- Short problem: Print every line of the listing below verbatim, from first to last, changing nothing.

## START Data provided

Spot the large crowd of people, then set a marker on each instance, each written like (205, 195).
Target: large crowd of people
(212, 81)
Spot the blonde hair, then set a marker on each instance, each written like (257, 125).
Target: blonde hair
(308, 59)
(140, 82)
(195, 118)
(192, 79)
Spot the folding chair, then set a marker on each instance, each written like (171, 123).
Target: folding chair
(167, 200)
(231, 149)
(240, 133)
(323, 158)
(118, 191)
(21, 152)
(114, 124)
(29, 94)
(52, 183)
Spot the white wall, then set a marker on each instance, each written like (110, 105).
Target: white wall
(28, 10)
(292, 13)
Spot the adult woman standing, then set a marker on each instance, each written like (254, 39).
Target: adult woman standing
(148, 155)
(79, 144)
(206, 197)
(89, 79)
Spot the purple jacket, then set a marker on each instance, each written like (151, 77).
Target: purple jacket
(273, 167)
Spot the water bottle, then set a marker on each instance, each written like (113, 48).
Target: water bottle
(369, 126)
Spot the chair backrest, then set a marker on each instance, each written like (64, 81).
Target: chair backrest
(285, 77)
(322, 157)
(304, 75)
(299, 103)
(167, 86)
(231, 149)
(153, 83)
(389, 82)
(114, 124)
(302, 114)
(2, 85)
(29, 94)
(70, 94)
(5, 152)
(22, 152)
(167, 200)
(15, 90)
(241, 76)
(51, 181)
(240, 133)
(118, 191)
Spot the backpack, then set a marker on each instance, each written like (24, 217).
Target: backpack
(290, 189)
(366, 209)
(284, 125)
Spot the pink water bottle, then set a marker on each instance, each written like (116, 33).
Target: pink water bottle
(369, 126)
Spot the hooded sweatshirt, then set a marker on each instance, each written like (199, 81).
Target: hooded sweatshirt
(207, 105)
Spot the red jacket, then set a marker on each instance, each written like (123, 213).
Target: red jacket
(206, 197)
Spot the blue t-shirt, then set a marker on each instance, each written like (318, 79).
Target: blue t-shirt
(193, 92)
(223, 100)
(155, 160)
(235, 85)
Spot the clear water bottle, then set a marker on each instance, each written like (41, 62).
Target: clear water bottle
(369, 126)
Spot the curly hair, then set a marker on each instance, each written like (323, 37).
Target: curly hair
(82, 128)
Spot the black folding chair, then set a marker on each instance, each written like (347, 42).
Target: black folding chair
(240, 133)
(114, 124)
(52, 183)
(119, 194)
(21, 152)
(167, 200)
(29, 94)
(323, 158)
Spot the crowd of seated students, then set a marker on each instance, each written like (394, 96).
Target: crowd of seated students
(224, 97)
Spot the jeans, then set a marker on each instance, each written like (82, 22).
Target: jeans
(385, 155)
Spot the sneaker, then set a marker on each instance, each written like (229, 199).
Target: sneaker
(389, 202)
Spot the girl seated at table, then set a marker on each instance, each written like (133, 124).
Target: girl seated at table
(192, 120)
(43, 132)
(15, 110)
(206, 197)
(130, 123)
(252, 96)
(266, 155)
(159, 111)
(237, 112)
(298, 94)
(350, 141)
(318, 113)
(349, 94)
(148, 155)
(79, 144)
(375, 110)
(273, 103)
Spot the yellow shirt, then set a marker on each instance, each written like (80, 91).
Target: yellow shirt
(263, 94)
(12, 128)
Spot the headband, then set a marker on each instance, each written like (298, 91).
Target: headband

## END Data provided

- Written solution:
Spot the large crowd of people, then set a marker on each instance, each written like (205, 195).
Target: large crowd of people
(212, 81)
Spot the blonde hair, then set a marker on each instance, each written like (257, 125).
Target: blonde hair
(308, 59)
(140, 82)
(195, 118)
(192, 79)
Spot the folding chair, then set a marker on each instance, each written like (171, 123).
Target: folding chair
(167, 200)
(231, 149)
(240, 133)
(323, 158)
(118, 191)
(21, 152)
(114, 124)
(29, 94)
(52, 183)
Spot the white wall, then set a marker on each instance, each written like (110, 105).
Target: white wall
(28, 10)
(292, 13)
Spot the adult woman standing, then set a marker on each instance, each written like (254, 39).
Target: adult woman standing
(148, 155)
(79, 144)
(206, 197)
(89, 79)
Spot the purple jacket, then set a marker on each instance, each written like (151, 77).
Target: purple jacket
(273, 167)
Spot the water bottle, then set a marker on each instance, each written like (113, 48).
Target: water bottle
(369, 126)
Spot the chair backrest, then set a marker on each instance, each written like (64, 81).
Target: chair backrest
(285, 77)
(322, 157)
(304, 75)
(299, 103)
(167, 86)
(231, 149)
(153, 83)
(389, 82)
(114, 124)
(302, 114)
(2, 85)
(29, 94)
(70, 94)
(5, 152)
(22, 152)
(167, 200)
(15, 90)
(241, 76)
(51, 181)
(240, 133)
(118, 191)
Spot the backpack, then set a marker on each instance, each written like (24, 217).
Target: backpack
(290, 189)
(366, 209)
(284, 125)
Spot the pink water bottle, then set a marker on each instance, each written like (116, 33).
Target: pink water bottle
(369, 126)
Spot the hooded sweatshirt, then set a marker on each instance, each written like (199, 81).
Target: hooded sweatshirt
(207, 105)
Spot the red jacket, then set a marker on each instance, each written like (123, 213).
Target: red jacket
(206, 197)
Spot the blue t-shirt, then set a marker on each instance, each written like (318, 79).
Target: blue t-shirt
(193, 92)
(223, 100)
(155, 160)
(235, 85)
Spot the clear water bottle, then set a marker on each instance, each written like (41, 62).
Target: clear water bottle
(369, 126)
Spot the curly hair, then set a marker on each instance, each written like (323, 37).
Target: curly hair
(82, 128)
Spot the black folding chair, then set a marker on each instance, each written like (347, 42).
Target: black folding chair
(240, 133)
(114, 124)
(52, 183)
(119, 194)
(21, 152)
(167, 200)
(29, 94)
(323, 158)
Spot the crowd of seated students, then set a marker on each instance, each written like (394, 96).
Target: crowd of seated students
(224, 97)
Spot the jeans, then set a marker on each instance, each written like (82, 22).
Target: jeans
(385, 155)
Spot the sneaker, then set a marker on each instance, each written like (229, 199).
Target: sneaker
(389, 202)
Spot the girl seated at table, then set a marker on each instance, each written like (133, 124).
Target: girl seated at table
(192, 120)
(43, 132)
(15, 110)
(206, 197)
(130, 123)
(252, 96)
(266, 155)
(159, 111)
(237, 112)
(298, 94)
(350, 141)
(318, 113)
(349, 94)
(148, 155)
(79, 144)
(375, 110)
(273, 103)
Spot the yellow shirt, then set a marker on each instance, each written like (80, 91).
Target: yellow shirt
(263, 94)
(12, 128)
Spot the headband, then set a marker on each instance, each written like (298, 91).
Target: headband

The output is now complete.